§ KUTIPAN TEKS
%%

Dalam memperoleh suatu hukum yang tidak ada dalam nash, kadang-kadang ulama
mazhab ini meninggalkan qaidah qiyas dan menggunakan qaidah istihsan.
Alasannya, qaidah umum (qiyas) tidak bisa diterapkan dalam menghadapi kasus
tertentu. Mereka dapat mendahulukan qiyas apabila suatu hadits mereka nilai
sebagai hadits ahad.Yang menjadi pedoman Ijtihad dalam menetapkan hukum Islam
(fiqh) di kalangan Mazhab Hanafi adalah Al-Qur’an, sunnah Nabi SAW, fatwa
sahabat, qiyas, istihsan, ijma’i. Sumber asli dan utama yang digunakan adalah
Al-Qur’an dan sunnah Nabi SAW, sedangkan yang lainnya merupakan dalil dan
metode dalam meng-istinbat-kan hukum Islam dari kedua sumber tersebut.
2. Imam Maliki
(Malik Ibn Anas)
Nama lengkap
dari pendiri mazhab ini ialah : Malik bin Anas bin Abu Amir. Lahir pada tahun
93 M = 712 M di Madinah. Imam Malik dikenal sebagai pelopor tebentuknya Mazhab
Maliki. Mazhab Maliki adalah merupakan kumpulan pendapat-pendapat yang berasal
dari Imam Malik dan para penerusnya di masasesudah beliau meninggal dunia. Ia
dikenal luas oleh ulama sezamannya sebagai seorang ahli hadits dan fiqh
terkemuka serta tokoh Ahlulhadits.

%%

§ SOAL LATIHAN A
Menurut kutipan teks, di kota manakah Malik bin Anas lahir?
Catatan di bawah ini sama sekali tidak berkaitan dengan kutipan teks.

§ BAHAN TERSEDIA
%%

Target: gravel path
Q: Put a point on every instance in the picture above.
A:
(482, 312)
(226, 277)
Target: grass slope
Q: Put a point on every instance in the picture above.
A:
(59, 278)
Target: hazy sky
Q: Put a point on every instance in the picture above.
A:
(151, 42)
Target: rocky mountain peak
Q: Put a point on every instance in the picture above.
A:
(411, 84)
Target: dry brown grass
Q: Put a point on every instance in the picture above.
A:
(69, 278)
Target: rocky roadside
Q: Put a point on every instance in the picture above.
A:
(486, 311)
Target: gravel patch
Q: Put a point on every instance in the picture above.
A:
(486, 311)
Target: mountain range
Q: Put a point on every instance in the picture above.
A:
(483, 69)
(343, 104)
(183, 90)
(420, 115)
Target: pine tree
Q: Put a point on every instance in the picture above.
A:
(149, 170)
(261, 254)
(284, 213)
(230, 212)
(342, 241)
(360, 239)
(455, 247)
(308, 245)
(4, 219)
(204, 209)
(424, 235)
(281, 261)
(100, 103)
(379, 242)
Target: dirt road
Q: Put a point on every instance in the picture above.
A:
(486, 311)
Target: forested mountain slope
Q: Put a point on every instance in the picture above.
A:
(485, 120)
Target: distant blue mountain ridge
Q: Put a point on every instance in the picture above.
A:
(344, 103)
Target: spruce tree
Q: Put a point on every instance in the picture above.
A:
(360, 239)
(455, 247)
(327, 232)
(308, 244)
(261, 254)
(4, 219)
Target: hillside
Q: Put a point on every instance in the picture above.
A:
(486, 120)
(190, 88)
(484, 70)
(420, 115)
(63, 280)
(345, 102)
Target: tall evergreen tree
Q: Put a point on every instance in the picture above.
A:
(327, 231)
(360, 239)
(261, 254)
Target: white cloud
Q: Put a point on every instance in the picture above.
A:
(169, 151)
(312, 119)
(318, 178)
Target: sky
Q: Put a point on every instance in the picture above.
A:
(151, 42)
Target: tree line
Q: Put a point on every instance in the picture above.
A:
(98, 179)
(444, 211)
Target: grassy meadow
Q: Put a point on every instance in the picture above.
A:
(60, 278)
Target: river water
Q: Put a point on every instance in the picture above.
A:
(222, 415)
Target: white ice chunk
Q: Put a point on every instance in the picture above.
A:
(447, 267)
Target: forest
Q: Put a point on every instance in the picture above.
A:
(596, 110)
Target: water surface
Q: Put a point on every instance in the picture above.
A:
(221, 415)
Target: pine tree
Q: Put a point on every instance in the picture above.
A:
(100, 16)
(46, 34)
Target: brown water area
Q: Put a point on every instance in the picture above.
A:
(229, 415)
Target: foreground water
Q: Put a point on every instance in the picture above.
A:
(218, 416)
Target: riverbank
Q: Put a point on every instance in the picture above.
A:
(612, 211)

%%
%%

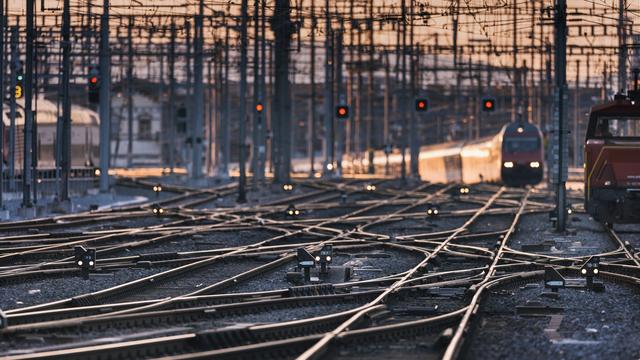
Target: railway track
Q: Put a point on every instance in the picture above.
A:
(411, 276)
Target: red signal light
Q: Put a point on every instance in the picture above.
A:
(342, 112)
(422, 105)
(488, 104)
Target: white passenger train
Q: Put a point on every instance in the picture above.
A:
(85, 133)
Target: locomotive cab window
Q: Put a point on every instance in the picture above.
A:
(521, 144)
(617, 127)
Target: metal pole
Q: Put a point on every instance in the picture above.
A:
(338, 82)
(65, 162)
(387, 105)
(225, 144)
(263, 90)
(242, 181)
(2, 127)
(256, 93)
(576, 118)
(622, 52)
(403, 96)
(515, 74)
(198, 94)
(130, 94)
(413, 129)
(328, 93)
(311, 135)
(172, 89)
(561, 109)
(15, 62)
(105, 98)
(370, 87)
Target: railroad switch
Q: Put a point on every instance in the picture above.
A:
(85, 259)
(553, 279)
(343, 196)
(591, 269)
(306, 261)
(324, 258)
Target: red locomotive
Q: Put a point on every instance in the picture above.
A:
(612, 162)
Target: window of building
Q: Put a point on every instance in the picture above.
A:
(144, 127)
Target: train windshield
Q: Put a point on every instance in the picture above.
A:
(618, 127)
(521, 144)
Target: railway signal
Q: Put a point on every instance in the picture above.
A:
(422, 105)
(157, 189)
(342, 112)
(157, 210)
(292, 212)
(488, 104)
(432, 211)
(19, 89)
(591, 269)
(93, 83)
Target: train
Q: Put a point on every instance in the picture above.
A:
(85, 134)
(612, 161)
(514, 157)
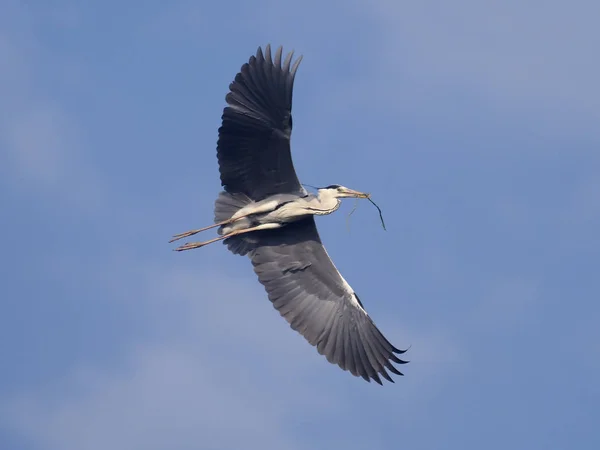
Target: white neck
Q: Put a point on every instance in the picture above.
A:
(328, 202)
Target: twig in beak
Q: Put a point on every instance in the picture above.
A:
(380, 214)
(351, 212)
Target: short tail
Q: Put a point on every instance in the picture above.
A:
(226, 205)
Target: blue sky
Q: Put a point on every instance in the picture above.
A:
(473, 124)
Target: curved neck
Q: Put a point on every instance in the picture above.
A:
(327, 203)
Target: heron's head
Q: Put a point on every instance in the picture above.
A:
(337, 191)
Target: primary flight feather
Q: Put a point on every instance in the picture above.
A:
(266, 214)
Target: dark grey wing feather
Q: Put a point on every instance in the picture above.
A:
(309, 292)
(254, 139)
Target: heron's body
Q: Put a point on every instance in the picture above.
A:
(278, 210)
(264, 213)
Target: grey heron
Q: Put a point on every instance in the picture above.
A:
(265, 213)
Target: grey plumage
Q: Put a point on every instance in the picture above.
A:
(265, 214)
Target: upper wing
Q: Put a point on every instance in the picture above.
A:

%%

§ SOAL LATIHAN B
Sebutkan jumlah baris dalam catatan yang memuat kata "mountain". Tuliskan angkanya saja.

§ JAWABAN TERTULIS A
Malik bin Anas lahir di Madinah.

§ JAWABAN TERTULIS B
4